===== Provided data

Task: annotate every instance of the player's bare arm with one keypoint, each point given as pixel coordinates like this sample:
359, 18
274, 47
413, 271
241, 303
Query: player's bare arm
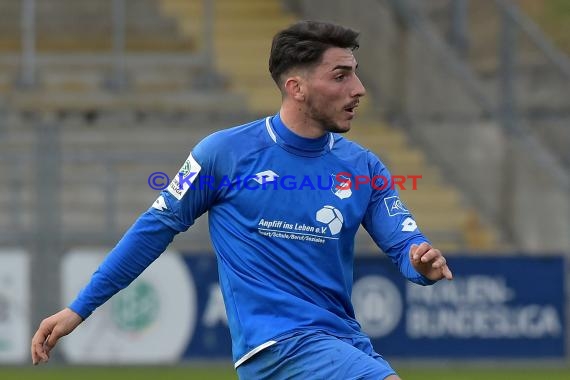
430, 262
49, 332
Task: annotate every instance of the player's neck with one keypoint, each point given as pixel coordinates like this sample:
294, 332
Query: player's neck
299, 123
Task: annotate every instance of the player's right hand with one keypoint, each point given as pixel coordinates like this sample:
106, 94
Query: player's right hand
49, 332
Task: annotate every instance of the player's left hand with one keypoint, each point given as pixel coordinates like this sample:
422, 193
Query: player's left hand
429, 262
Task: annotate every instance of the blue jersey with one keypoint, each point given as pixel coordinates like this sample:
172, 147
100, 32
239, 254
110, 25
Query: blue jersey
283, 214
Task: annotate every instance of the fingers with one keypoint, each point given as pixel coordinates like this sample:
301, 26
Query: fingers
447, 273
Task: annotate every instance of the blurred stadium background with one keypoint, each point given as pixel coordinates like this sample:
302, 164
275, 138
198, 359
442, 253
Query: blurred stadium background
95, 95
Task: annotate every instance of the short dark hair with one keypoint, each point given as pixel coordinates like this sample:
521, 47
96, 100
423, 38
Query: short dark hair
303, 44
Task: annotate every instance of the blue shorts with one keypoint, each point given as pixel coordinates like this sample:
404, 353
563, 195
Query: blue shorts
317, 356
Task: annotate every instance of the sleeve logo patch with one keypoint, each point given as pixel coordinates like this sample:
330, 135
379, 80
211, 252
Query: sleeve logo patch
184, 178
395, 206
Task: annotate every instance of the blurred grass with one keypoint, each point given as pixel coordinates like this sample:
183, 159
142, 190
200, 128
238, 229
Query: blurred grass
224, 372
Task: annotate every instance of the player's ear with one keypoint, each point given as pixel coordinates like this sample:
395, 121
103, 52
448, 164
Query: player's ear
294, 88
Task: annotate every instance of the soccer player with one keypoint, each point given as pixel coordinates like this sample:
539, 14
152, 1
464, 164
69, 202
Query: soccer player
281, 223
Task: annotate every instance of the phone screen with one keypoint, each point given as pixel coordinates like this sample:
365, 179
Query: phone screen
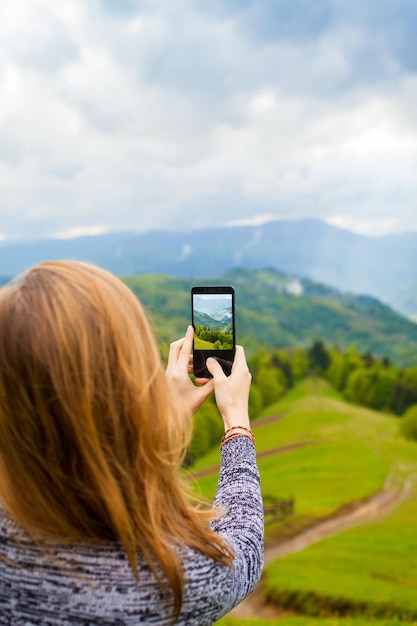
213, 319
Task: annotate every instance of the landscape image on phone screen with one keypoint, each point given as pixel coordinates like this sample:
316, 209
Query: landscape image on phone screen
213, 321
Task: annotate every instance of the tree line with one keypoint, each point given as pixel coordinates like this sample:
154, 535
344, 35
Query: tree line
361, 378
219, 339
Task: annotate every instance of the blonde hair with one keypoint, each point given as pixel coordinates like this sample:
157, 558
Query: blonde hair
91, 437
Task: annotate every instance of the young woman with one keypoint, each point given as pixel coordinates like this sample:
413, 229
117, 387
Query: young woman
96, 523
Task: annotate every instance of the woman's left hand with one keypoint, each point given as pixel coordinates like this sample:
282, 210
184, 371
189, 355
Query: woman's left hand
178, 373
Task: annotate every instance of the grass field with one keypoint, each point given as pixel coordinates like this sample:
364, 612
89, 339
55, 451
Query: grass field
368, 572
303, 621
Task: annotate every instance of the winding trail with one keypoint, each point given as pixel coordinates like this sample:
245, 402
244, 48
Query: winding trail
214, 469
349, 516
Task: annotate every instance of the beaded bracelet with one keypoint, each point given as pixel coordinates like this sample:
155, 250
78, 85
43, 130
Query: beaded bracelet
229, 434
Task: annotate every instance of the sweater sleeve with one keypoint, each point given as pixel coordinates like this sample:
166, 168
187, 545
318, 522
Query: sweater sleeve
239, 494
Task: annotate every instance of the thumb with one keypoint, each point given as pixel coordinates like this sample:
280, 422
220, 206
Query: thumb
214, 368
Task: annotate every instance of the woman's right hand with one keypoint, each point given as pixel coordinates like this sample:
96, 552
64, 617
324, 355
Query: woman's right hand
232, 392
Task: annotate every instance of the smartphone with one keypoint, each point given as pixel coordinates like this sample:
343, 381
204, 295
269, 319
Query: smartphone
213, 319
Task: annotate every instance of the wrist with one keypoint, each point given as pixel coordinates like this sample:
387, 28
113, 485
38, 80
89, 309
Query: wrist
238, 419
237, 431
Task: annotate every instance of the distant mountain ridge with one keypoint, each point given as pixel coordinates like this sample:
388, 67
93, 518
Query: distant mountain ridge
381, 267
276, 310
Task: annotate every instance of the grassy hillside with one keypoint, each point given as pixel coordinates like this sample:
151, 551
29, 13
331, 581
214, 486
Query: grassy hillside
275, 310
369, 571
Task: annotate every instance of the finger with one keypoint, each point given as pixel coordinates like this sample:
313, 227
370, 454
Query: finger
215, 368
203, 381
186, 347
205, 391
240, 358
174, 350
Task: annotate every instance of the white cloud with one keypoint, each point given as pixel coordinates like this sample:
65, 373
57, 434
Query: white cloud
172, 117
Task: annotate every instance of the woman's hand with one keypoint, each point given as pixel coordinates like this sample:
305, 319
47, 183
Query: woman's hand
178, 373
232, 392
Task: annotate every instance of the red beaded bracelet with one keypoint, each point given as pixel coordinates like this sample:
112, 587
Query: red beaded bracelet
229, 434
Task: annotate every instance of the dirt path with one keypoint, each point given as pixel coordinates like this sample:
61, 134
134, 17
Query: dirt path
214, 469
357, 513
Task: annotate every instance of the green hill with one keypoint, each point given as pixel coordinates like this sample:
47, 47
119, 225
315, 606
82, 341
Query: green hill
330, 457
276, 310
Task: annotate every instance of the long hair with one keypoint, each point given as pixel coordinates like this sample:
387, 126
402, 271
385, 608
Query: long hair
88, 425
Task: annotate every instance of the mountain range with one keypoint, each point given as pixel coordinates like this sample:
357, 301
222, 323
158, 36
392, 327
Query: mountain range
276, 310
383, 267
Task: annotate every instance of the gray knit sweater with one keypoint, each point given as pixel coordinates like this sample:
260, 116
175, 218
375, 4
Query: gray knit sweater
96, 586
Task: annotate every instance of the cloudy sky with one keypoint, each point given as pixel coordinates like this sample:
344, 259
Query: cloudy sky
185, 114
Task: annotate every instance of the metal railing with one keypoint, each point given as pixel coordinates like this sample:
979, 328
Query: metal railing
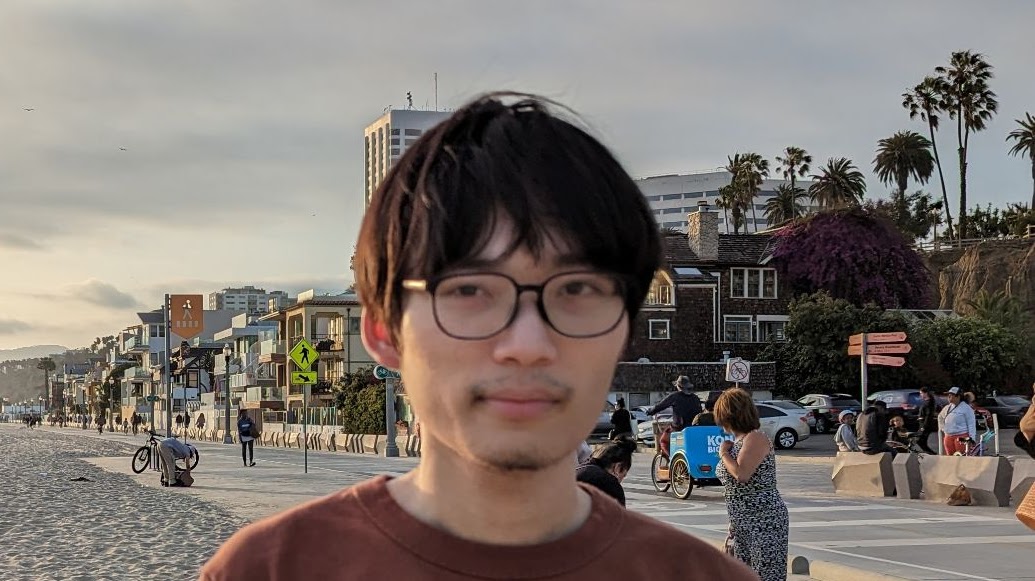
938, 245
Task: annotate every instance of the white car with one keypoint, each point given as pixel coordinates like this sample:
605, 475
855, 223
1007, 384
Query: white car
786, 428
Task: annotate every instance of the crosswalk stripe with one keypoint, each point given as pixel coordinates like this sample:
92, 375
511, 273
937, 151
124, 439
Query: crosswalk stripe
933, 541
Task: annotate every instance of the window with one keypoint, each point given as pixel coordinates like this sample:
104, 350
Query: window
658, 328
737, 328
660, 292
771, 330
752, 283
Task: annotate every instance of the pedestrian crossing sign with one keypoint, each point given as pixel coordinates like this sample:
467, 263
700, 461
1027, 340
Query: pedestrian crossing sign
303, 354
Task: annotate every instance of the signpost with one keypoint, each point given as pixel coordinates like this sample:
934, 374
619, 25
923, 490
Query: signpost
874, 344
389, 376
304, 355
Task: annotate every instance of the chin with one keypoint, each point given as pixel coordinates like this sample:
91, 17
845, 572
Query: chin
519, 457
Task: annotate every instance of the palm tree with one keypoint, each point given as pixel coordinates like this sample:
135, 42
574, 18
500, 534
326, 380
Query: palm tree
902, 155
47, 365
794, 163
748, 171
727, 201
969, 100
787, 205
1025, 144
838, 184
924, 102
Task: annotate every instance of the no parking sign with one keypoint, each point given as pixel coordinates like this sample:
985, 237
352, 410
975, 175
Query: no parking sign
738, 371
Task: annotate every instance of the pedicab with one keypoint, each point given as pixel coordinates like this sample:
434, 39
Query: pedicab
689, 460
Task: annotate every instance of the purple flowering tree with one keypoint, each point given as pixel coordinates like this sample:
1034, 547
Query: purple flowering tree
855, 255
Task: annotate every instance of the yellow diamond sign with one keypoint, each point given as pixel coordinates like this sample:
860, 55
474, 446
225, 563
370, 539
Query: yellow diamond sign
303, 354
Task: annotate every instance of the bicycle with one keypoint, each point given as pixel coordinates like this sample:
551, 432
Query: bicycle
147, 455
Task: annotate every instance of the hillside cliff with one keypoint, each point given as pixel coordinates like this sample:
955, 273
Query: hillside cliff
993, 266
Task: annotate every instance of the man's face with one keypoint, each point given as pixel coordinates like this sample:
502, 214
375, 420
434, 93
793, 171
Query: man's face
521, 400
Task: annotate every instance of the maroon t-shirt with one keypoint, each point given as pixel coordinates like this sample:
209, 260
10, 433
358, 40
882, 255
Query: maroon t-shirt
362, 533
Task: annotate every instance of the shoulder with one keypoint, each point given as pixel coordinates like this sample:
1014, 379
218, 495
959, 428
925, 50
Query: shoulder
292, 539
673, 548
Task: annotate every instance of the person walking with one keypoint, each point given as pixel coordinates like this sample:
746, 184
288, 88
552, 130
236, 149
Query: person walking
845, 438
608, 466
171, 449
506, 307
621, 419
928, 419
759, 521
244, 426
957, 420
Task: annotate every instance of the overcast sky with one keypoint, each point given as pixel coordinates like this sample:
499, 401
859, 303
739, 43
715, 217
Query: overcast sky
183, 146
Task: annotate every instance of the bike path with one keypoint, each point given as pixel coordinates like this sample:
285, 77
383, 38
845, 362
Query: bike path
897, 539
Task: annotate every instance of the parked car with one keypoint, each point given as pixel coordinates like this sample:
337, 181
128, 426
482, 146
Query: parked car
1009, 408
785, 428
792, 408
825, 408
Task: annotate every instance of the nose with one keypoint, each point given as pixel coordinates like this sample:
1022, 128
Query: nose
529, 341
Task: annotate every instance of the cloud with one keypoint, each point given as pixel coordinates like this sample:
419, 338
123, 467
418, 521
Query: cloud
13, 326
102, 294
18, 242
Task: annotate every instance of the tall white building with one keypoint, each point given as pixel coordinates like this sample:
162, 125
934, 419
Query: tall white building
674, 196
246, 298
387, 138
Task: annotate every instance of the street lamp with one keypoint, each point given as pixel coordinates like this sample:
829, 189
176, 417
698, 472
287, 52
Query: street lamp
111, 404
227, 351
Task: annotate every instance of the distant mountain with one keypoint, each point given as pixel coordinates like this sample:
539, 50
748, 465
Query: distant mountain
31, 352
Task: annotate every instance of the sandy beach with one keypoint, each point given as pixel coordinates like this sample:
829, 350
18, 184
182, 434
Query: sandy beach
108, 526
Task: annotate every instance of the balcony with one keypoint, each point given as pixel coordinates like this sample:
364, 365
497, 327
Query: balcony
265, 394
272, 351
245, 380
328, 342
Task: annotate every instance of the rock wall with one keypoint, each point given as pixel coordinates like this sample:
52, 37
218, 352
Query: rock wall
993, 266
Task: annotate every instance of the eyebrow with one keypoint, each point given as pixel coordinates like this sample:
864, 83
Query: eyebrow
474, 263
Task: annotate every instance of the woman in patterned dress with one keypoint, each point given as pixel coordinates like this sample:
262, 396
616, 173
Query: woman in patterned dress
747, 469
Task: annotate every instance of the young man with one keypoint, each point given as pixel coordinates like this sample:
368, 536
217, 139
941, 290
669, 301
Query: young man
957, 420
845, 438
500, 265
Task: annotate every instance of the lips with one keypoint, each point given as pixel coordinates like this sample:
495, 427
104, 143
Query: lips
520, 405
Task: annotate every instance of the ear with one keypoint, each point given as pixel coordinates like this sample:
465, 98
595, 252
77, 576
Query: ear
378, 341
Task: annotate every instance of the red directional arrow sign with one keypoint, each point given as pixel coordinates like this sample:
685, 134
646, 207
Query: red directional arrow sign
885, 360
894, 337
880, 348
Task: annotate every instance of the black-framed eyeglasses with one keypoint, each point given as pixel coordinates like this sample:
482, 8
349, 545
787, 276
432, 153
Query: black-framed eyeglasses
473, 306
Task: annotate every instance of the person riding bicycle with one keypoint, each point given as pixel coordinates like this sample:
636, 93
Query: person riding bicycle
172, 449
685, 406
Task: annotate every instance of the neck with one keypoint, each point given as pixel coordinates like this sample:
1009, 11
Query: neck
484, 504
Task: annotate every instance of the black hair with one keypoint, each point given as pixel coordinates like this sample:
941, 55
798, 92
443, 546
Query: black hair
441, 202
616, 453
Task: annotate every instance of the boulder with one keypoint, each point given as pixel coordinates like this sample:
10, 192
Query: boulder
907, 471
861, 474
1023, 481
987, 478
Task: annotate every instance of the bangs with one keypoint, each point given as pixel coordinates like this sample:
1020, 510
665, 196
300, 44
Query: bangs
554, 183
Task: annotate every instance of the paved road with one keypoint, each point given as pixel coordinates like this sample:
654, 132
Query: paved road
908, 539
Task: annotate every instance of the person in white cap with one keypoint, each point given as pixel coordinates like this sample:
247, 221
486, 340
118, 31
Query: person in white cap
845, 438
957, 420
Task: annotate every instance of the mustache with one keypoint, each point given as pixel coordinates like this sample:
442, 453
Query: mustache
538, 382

==========

## Task objective
From the line holding "Task: annotate every instance of the black hair" down to the final line above, quote every line exactly and only those lines.

## Exercise output
Task: annotate every instance of the black hair with one keypoint, each point given as pixel coordinates like this sample:
941, 55
798, 92
443, 546
Query: black hair
441, 202
616, 453
Task: annotate every instance of the boulder with one keypoint, each point given as pixel coordinates like this sample:
10, 192
Query: boulder
907, 471
861, 474
1023, 481
987, 478
Task: annotate every instance of the bangs with one keypoint, each point given as pixel coordinates like this sample:
1020, 510
665, 196
300, 44
Query: bangs
554, 183
Task: annotate every instance of the paved road with one keypoint, each point given as pixel coordinates like this sample:
654, 132
Query: paved road
908, 539
Task: annotate every instance of the person in white cap with one keypoint, each point given as pixel coordinates like this sample:
247, 221
486, 340
118, 31
Query: person in white cap
845, 438
957, 420
Task: annotate every instance of the mustache with one keypoint, each point given as pixel coordinates like this sample:
442, 453
Query: mustache
538, 382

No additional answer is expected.